▶ [DO THIS] Count the lines in the data below that contain the string "Coordinates" with matching case, and reply with only the number.

▶ [INPUT DATA]
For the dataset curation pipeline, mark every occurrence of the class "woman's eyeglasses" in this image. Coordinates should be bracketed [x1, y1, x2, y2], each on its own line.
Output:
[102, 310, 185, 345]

* * *

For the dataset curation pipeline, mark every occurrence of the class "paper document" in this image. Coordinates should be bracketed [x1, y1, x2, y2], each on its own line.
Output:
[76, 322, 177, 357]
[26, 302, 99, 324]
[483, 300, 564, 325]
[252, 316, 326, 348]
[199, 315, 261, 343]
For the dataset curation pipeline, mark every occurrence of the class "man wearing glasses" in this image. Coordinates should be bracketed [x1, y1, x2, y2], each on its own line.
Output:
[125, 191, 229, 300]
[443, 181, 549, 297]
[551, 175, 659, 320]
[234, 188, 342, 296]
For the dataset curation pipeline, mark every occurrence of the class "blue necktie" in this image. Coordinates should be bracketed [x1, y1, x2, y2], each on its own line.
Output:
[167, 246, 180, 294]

* * *

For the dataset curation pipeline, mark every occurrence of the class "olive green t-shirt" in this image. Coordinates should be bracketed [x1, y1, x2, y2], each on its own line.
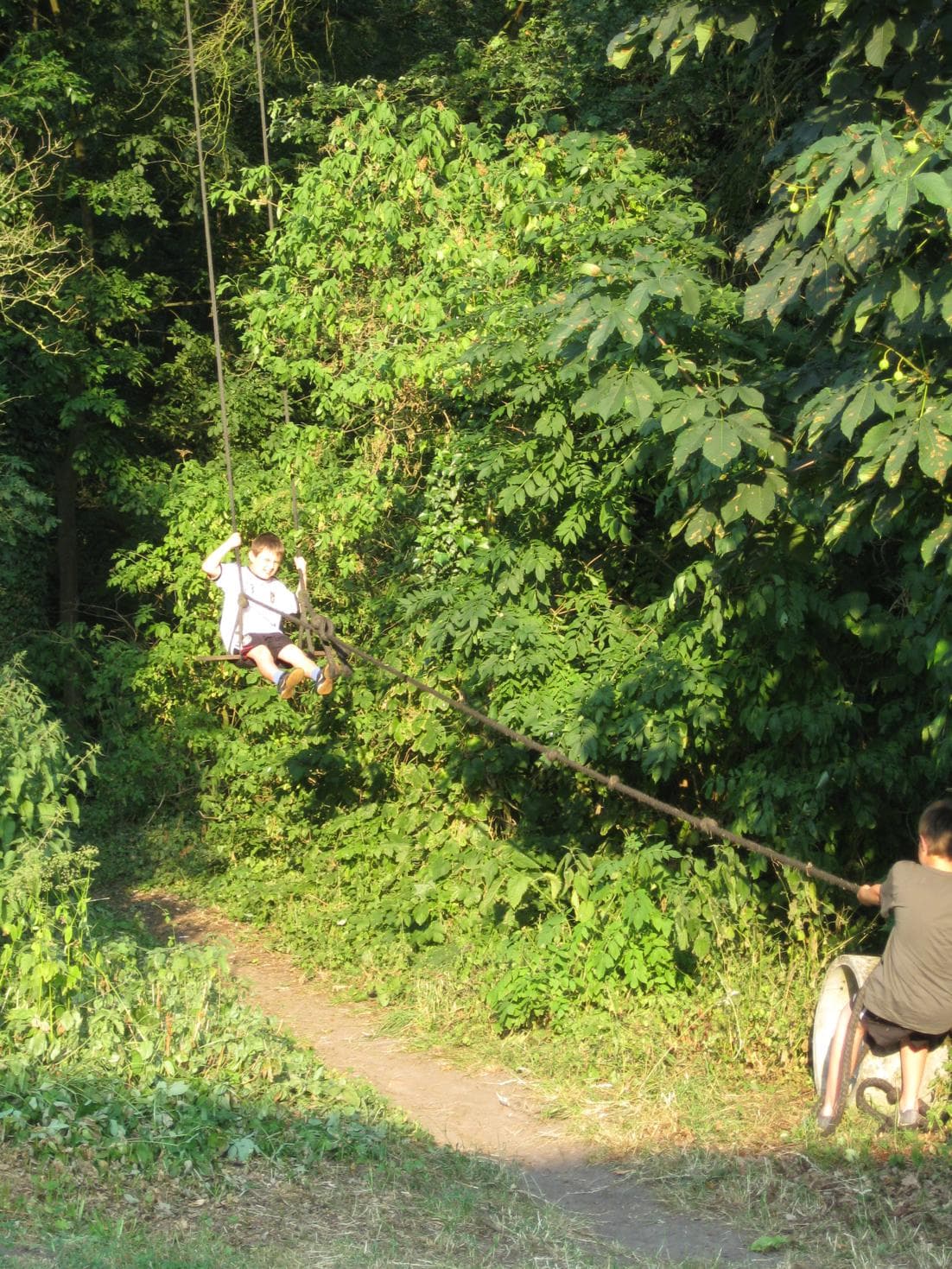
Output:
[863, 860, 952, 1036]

▶ [RESULT] 5